WORK INSTRUCTION:
Retype only what runs from the first line of the listing to the line holding "positive clicks: (214, 706)", both included. Do not retype the pictures.

-------- RECORDS SHOWN --------

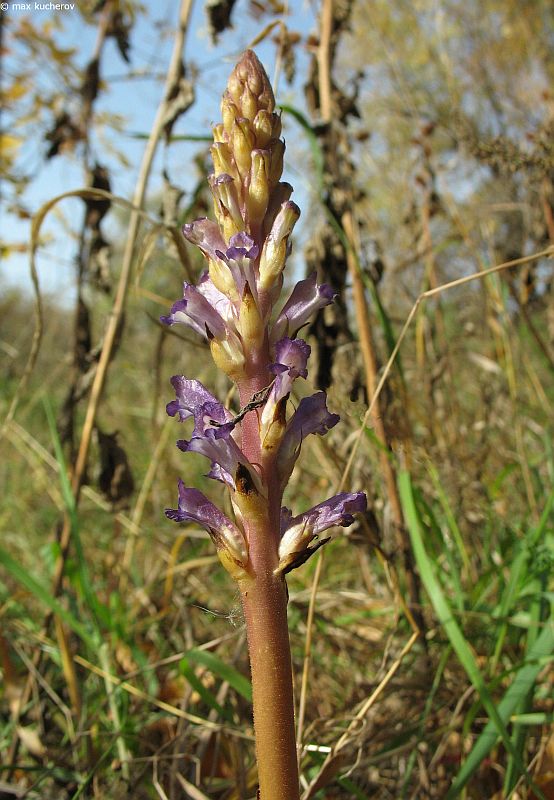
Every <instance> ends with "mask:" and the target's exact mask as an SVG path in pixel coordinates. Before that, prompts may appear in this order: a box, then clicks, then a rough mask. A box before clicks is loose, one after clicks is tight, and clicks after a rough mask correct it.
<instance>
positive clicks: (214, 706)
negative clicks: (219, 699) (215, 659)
mask: <svg viewBox="0 0 554 800" xmlns="http://www.w3.org/2000/svg"><path fill="white" fill-rule="evenodd" d="M179 669H180V671H181V673H182V674H183V675H184V677H185V678H186V680H187V683H188V684H189V685H190V686H191V687H192V688H193V689H194V691H195V692H197V694H199V695H200V697H201V699H202V700H203V701H204V702H205V703H206V705H208V706H209V707H210V708H212V709H213V710H214V711H216V712H217V713H218V714H219V716H220V717H222V718H223V719H226V720H227V722H230V723H233V715H232V713H231V712H230V711H229V709H227V708H223V706H221V705H220V704H219V703H218V702H217V700H216V698H215V697H214V695H213V694H212V693H211V692H210V690H209V689H207V688H206V687H205V686H204V684H203V683H202V681H201V680H200V679H199V678H198V677H197V676H196V674H195V672H194V670H193V668H192V667H191V665H190V663H189V661H188V659H186V658H182V659H181V661H179Z"/></svg>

--------

RESULT FOR THIS TASK:
Every <instance> ends with "mask:" and the target's exact mask as an SVG path in pixel coordinates. Before that, prompts may appear in this order: a box, then clicks, then a rough mask. A box before clicks is loose, one after clicks is tight, and clicks after a rough mask correct it.
<instance>
positive clicks: (214, 706)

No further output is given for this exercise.